### [DOCUMENT TEXT]
It has also begun to work more closely with Arab and other Muslim governments that have steadfastly opposed democratic change in their own countries. Since it fears the spread of Islamic radicalism throughout the world and is concerned about its future financial and energy well-being, America is now more amenable to working with Egypt, Jordan, Pakistan and Saudi Arabia. These nations are opposed to the rising tide of Islamic extremism in the region and can satisfy other US strategic, political and financial interests. In classic realpolitik fashion, the US administration has reluctantly returned to the policy of previous administrations - that the enemy of my enemy is my friend.
This was not the original goal enunciated by the Bush Doctrine in the aftermath of 9/11. However, the experiences of the Hamas victory in the Palestinian elections, Hizbullah in the Lebanese elections, radical Shiites in the Iraqi elections, and the Muslim Brotherhood in the Egyptian elections, the need to insure secure energy sources, the need for foreign bases to protect American interests abroad, the fear of Iran funding global jihad and defying world opinion in its quest for an Islamic bomb, the spread of radical Islam across Europe, Africa, the Middle East and South Asia, the expanding Taliban insurgency in Afghanistan (and America?s continuing reduction of funds for Afghan reconstruction and development), the arrogance of Syria in openly flaunting UN Resolution 1701, by providing safe haven to some of the world's most dangerous terrorist organizations while re-arming Hizbullah in Lebanon, and the stalemate with nuclear North Korea - all have led to a re-evaluation of American tactics. They are requiring the US to lower its democratic expectations for the region in the belief that a return to realpolitik is both necessary and critical to protect current and future American interests.

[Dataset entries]

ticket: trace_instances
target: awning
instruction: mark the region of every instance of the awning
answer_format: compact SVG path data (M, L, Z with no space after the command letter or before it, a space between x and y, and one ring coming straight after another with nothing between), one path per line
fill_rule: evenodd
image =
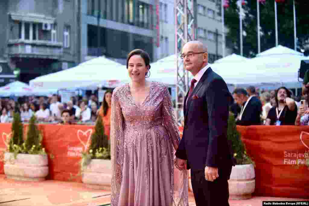
M14 13L9 13L9 15L11 15L11 18L13 20L21 21L36 23L53 23L56 19L56 18L53 17L47 17L45 15L34 14L24 15Z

### [ASSIGNMENT A]
Decide whether each statement agrees with the passage on US policy toward Muslim governments, answering yes or no and quoting the words of the passage that settle it: (i) the US is now more willing to work with Egypt, Jordan, Pakistan and Saudi Arabia; (ii) the Bush Doctrine set out this shift as its original goal after 9/11; (iii) the US administration returned eagerly to the policy of previous administrations.
### [ASSIGNMENT B]
Please carry on the passage on US policy toward Muslim governments, starting after its final sentence.

### [ANSWER AREA A]
(i) Yes: "America is now more amenable to working with Egypt, Jordan, Pakistan and Saudi Arabia."
(ii) No: "This was not the original goal enunciated by the Bush Doctrine in the aftermath of 9/11."
(iii) No: "the US administration has reluctantly returned to the policy of previous administrations"

### [ANSWER AREA B]
The truth is that in order to invade Afghanistan and Iraq, the United States has had to befriend numerous authoritarian and semi-authoritarian regimes, including China, Pakistan, Russia, Saudi Arabia and Uzbekistan. In the final analysis, "realism" does not necessarily mean abandoning democratic reform in the Arab world or the noble ideals of the Bush Doctrine. It does, however, imply that these goals may have to be pursued over a much longer period of time. The Cold War, after all, spanned five decades. It may take that long for the democratic aspirations set out by the Bush Doctrine for the Arab world to succeed. In the meantime, America has decided to return to business as usual.